* [GOAL OF THE EXERCISE]:
Read the lines below, and copy any that contain the string "window".

Region pointing data:
::::

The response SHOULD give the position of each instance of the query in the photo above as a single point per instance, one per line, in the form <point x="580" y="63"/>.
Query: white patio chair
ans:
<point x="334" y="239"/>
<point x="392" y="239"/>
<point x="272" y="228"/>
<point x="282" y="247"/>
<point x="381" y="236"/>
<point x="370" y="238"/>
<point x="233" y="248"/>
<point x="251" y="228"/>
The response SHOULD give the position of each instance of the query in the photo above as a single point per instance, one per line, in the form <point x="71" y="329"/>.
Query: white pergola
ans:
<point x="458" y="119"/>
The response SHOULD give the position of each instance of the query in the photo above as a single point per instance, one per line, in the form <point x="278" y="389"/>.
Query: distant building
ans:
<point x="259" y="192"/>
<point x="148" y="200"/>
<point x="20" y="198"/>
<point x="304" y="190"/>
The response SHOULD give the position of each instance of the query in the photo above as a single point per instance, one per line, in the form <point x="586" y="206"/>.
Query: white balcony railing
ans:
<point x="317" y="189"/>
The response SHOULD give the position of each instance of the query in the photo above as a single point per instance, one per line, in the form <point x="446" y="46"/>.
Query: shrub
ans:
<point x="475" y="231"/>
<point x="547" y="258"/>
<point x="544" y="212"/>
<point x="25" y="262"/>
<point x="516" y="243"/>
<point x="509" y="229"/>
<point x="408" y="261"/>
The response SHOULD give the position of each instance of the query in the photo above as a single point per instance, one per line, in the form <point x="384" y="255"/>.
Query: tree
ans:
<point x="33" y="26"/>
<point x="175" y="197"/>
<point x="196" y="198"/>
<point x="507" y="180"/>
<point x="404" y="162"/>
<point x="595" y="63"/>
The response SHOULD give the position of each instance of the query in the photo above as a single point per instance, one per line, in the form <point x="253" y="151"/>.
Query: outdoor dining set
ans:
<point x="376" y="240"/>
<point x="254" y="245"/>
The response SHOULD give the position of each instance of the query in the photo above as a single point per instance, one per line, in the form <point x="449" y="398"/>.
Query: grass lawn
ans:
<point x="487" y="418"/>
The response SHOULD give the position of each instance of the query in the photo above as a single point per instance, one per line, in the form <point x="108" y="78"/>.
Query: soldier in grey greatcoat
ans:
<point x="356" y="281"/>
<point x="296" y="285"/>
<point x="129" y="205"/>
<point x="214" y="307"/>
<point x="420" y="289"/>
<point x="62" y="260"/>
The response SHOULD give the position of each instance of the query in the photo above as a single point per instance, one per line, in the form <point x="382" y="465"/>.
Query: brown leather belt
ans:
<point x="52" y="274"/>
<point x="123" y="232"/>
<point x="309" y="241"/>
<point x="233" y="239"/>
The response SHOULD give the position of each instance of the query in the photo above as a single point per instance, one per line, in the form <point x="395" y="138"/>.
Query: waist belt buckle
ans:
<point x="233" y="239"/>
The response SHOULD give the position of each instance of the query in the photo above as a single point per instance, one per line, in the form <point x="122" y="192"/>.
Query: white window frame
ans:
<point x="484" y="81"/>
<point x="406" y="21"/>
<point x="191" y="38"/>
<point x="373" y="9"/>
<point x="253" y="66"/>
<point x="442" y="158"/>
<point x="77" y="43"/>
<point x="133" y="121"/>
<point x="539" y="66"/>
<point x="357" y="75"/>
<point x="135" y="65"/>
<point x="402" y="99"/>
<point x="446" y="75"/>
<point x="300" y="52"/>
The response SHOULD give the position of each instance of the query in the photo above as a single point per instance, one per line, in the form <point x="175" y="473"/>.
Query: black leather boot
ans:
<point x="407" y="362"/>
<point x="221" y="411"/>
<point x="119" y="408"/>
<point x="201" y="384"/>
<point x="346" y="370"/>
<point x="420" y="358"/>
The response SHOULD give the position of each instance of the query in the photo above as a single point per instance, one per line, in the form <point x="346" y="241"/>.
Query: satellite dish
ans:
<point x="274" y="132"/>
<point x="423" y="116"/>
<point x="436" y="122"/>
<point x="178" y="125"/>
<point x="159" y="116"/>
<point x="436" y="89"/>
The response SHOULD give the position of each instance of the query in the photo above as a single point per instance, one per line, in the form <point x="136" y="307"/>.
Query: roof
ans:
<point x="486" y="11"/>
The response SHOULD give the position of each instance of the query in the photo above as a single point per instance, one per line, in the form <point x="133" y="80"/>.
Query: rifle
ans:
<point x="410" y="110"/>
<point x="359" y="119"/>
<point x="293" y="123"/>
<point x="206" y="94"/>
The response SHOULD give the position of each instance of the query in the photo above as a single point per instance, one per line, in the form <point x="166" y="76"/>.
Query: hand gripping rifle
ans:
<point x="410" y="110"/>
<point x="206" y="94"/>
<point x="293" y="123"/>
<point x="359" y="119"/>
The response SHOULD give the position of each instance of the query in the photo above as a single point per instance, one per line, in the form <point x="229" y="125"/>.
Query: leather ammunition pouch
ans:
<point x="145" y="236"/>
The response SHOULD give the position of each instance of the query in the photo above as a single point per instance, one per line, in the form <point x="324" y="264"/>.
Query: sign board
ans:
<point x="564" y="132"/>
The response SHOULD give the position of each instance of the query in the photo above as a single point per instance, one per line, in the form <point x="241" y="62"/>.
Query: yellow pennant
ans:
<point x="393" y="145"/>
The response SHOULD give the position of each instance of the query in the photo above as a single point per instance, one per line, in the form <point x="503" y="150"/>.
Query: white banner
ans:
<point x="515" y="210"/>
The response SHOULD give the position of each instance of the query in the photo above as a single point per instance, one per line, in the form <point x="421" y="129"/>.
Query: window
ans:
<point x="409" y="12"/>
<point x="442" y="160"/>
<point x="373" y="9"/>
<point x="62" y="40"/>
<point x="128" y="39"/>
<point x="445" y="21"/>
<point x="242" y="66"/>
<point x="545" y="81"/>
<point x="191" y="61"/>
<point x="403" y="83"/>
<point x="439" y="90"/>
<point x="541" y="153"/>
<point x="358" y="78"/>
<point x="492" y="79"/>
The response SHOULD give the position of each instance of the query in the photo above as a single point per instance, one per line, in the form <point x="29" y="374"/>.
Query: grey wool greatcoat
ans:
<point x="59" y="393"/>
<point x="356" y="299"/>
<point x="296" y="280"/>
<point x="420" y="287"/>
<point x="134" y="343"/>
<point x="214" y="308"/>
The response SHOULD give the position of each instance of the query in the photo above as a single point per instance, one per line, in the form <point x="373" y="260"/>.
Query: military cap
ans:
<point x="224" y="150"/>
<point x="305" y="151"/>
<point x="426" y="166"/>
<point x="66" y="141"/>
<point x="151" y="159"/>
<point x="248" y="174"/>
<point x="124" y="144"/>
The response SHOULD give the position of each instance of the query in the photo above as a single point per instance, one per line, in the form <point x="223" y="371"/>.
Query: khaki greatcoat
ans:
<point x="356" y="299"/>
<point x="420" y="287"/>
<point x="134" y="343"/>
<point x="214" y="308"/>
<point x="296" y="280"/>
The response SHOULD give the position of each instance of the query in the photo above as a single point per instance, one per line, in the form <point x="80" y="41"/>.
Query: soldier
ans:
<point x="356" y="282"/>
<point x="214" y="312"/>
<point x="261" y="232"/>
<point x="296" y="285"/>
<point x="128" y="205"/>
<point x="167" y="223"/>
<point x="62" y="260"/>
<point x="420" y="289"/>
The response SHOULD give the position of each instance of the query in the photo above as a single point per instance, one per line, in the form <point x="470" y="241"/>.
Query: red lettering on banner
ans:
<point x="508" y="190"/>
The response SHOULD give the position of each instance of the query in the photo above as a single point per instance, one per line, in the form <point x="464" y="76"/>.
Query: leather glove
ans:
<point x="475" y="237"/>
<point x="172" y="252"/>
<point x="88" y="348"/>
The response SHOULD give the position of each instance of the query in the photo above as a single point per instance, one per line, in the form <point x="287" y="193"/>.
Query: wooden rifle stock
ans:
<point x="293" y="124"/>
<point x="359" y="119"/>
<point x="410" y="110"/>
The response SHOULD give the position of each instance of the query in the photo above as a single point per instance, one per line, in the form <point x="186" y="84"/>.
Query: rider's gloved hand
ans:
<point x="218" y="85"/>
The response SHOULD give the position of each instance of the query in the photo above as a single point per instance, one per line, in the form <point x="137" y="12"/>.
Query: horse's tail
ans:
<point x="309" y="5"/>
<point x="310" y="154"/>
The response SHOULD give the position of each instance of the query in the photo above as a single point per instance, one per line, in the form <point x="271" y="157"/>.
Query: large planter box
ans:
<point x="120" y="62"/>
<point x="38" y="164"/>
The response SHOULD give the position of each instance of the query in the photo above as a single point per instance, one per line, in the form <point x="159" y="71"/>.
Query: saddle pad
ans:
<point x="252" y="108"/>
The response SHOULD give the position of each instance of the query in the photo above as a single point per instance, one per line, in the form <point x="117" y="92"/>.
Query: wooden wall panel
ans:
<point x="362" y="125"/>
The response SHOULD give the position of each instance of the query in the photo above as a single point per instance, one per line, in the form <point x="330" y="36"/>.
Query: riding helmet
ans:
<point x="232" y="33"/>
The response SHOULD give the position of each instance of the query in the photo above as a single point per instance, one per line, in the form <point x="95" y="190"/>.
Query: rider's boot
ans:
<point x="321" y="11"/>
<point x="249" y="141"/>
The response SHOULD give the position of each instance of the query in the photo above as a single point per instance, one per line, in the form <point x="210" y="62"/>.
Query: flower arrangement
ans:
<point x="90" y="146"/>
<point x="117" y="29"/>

::::

* [RESPONSE AREA]:
Query: white window frame
Query: window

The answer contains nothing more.